(Extract begins)
And so can everyone else.
And podcasters would love to use this distribution system that will net them $0 after risking capital, ONLY if they magically achieve a 100% listen rate in spite of the incredible incentives to have the listen rate be 0%. Otherwise it’ll cost them money.
And for all that hassle and risk, they get a distribution system no better than the free and open one they enjoy now.
Perhaps I’ve misunderstood something, otherwise I don’t think this idea is viable :)
Podcasters get access to the entire data set for every listener and can run clustering and regression to their hearts' content. As you listen to podcasts and perhaps rate them, the cost to target you (i.e. your random ID) goes up because the podcasters have better data to work with and should know better than to send you politics podcasts when all you listen to is vampire erotica.
If you become a listener, then they've acquired a listener and you've acquired a podcast that you like. If you're not interested, then they pay the cost of poor targeting, and you are compensated for the inconvenience. Proper incentives all around!
The net cost to the podcaster doesn't have to be $0 for the service to be worthwhile. It only has to be more effective than AdWords and other venues where they pay to expose themselves.
That seems like the mother of all perverse incentives.
I think Apple should fix or remove their rankings but, please, don't add any more metrics.
The podcast world is currently mostly immune from so much of the clickbaity trash on Youtube (that arguably isn't even YT's fault).
I admit it's very counterintuitive or almost subversive these days to suggest that internet points be kept secret.
Edit: Here's a CGP Grey video where he talks indirectly about how he sees the internet fracturing his (our?) ability to pay attention and focus. https://youtu.be/wf2VxeIm1no
Media popularity rankings are toxic for everyone but distribution middlemen and advertisers. They turn what should be heterogeneous markets for content producers and their audiences in many different niches (geographic area, interests, subcultures, etc), into a global winner-take-all popularity race in a single market (owned by the distribution middlemen, like iTunes, Amazon, Google Play, etc). The kind of market where every seller is ranked by a single metric and only the top few are rewarded makes sense for things like professional sports, but very little else.
(Extract ends)
(Recorded information begins)
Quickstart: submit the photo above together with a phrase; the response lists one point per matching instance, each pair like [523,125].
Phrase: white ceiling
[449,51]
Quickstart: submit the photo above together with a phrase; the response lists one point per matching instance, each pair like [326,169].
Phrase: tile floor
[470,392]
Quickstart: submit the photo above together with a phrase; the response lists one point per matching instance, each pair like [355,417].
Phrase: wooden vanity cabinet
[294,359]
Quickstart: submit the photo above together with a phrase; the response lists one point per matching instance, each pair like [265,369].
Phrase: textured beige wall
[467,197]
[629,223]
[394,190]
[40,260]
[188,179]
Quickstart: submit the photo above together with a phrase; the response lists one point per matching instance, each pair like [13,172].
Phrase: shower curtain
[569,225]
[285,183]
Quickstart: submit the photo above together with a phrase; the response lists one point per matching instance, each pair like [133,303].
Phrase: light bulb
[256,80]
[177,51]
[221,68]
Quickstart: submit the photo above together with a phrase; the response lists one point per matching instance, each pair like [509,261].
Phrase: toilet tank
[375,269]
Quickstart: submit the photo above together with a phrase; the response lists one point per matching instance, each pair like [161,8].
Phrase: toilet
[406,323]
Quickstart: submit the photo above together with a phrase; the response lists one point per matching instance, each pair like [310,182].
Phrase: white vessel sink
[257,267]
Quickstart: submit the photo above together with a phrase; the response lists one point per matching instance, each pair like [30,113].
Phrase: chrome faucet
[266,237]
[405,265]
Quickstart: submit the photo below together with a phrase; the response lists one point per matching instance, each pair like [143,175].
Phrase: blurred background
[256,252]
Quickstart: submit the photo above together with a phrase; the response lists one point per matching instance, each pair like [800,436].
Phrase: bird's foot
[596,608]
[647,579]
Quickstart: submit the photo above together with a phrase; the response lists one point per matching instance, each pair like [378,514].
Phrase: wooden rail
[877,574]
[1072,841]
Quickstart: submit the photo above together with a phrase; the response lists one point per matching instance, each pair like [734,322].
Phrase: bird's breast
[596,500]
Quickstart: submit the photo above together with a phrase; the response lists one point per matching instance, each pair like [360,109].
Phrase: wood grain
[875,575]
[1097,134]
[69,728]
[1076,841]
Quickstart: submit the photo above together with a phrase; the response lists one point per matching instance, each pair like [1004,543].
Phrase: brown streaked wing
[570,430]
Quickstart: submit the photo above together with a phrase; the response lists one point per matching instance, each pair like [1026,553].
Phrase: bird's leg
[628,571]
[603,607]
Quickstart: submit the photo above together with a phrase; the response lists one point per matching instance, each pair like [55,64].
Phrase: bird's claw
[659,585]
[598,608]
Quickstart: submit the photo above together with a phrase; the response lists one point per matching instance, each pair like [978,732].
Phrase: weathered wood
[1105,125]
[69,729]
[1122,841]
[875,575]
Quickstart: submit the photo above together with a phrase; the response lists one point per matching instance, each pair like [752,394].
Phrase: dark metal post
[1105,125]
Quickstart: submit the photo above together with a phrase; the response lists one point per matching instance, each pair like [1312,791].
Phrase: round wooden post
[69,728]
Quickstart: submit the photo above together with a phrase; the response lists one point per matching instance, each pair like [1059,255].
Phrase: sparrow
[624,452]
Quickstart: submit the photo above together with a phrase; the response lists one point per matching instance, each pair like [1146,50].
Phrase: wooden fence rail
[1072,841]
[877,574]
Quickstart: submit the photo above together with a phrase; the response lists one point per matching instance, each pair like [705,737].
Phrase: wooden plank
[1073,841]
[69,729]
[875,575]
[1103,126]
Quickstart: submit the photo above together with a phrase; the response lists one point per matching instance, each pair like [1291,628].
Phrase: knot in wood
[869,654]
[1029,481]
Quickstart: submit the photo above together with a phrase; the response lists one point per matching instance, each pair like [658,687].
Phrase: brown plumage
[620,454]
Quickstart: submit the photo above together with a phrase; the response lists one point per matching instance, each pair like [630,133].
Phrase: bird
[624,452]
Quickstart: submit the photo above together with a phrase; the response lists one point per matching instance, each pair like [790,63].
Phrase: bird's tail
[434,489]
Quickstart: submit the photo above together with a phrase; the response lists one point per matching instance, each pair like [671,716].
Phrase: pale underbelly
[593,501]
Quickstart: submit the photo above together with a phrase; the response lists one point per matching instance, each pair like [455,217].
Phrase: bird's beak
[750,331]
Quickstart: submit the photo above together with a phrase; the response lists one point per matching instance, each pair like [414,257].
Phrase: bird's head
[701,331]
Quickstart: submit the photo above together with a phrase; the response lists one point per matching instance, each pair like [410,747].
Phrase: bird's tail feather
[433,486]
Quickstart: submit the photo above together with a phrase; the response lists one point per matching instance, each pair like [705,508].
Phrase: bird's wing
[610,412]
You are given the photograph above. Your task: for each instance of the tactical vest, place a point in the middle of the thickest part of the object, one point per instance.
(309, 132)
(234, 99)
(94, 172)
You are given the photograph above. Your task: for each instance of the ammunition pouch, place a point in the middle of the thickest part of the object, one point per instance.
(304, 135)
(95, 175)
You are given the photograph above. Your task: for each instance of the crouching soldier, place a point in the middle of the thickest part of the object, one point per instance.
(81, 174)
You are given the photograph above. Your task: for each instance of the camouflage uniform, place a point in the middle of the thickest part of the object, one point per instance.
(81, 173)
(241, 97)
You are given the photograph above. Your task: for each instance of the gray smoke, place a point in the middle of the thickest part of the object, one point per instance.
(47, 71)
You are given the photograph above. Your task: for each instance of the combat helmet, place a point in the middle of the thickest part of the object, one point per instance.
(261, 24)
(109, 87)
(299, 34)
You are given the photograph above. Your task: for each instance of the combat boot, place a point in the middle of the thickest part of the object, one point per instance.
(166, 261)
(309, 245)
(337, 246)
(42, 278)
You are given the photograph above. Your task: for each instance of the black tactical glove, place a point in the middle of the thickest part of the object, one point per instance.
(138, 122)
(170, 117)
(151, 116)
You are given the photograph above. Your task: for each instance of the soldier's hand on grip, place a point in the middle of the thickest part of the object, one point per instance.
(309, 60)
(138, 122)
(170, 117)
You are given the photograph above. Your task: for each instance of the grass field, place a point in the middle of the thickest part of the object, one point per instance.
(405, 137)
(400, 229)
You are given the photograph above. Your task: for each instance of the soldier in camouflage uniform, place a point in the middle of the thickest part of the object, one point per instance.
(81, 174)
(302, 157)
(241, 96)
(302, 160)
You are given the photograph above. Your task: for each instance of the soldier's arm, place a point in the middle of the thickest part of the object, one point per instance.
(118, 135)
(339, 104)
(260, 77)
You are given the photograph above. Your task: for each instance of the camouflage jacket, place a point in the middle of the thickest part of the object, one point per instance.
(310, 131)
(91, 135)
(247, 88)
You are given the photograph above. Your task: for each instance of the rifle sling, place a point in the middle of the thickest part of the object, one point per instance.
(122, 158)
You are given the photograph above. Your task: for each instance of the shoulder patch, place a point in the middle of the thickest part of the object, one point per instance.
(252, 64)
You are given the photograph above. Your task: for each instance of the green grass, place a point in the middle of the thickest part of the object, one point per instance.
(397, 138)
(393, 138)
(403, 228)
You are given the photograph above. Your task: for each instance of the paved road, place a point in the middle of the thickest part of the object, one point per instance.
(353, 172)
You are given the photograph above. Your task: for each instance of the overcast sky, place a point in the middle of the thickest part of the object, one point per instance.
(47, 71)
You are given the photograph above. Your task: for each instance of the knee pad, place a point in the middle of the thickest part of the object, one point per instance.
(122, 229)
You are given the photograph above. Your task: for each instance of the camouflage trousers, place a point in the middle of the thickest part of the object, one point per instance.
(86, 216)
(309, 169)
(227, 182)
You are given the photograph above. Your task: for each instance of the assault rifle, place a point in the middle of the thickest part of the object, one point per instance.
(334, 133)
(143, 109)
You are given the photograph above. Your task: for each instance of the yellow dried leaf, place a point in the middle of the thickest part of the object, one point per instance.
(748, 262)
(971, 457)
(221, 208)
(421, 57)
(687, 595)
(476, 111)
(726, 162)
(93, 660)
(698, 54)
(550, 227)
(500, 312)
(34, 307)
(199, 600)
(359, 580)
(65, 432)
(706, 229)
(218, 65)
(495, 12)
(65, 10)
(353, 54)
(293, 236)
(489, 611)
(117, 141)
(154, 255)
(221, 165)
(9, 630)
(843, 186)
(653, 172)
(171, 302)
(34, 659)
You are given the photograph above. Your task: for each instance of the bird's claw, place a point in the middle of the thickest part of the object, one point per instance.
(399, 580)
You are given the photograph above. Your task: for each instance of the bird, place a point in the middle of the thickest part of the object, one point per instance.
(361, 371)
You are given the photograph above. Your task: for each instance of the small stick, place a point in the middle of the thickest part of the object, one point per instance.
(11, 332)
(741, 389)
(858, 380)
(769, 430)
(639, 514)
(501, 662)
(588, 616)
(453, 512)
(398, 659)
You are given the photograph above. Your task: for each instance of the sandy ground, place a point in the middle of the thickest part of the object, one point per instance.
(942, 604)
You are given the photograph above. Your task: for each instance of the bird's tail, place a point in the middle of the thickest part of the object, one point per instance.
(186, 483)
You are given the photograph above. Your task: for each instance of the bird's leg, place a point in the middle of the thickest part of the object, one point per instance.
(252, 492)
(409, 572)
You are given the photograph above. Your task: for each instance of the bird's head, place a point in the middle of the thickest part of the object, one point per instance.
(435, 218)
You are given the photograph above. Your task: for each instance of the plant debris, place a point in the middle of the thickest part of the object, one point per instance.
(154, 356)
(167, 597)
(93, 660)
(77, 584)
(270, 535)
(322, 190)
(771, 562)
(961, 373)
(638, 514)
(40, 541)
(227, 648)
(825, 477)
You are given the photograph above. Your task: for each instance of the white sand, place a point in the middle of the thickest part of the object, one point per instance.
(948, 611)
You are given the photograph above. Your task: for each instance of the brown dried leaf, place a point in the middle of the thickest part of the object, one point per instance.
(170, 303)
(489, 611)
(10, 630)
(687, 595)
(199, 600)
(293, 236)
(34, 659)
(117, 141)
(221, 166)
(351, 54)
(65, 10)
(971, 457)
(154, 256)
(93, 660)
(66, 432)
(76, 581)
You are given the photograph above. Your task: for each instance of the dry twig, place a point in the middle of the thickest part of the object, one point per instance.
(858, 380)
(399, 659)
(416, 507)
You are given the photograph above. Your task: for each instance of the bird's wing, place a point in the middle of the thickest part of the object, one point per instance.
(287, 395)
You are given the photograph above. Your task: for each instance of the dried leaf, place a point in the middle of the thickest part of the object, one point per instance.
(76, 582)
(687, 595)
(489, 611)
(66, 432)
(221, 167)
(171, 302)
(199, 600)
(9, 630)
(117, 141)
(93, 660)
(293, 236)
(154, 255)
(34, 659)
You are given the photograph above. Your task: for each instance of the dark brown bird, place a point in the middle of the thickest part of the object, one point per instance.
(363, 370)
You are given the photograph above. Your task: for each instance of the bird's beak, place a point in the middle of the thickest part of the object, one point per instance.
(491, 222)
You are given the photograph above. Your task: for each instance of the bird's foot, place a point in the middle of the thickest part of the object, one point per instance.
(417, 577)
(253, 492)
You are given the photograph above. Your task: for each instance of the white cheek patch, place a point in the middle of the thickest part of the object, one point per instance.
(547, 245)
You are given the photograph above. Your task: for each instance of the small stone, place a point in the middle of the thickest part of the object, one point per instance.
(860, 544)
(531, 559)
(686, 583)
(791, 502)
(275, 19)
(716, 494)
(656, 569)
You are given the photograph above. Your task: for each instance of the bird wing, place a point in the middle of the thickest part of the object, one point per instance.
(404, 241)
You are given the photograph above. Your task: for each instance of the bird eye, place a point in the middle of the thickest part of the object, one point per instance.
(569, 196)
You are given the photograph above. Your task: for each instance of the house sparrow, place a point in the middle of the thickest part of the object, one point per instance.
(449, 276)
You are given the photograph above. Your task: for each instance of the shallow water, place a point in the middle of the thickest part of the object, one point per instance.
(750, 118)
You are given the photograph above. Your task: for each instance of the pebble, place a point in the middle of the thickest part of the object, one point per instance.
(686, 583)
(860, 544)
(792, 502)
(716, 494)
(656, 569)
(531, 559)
(Recorded information ends)
__Instructions__:
1. Reproduce the podcast discussion word for word, beginning at the words "If you become" and stopping after "all perverse incentives.".
2. Write what comes next in the podcast discussion, picking up after its final sentence.
These records stand apart from the podcast discussion and have no connection to it.

__Answers for the tasks__:
1.
If you become a listener, then they've acquired a listener and you've acquired a podcast that you like. If you're not interested, then they pay the cost of poor targeting, and you are compensated for the inconvenience. Proper incentives all around!
The net cost to the podcaster doesn't have to be $0 for the service to be worthwhile. It only has to be more effective than AdWords and other venues where they pay to expose themselves.
That seems like the mother of all perverse incentives.

2.
YouTube and and other social media would still get advertising and such without public metrics since you could give private access to them when trying to make deals.
So overall I don’t see how either groups of people mentioned are benefitting much from HN showing metrics.
Interesting point. I'm not sure if you already know this, but Hacker News used to display points for each comment previously. This was turned off in...I dunno, early 2011?
I don't think it's harmed user activity on the site at all!
I've used uBlock Origin to block the score-related elements in Reddit as well as my own comment scores here. I don't think I pay much attention to the numbers in YouTube etc but will do so there too if I notice I'm checking them
www.reddit.com##.score-hidden, .score
news.ycombinator.com##.scoreAny ideas? Assume that someone decided to harness one of the many click-farms to do automated podcast subscriptions?
I suppose it's also possible that Apple did an ill-advised algorithm change or something that changed the weights very heavily, and the spammers who had been quietly doing their thing for months suddenly all got promoted.
I guess I care more about a subject than popularity.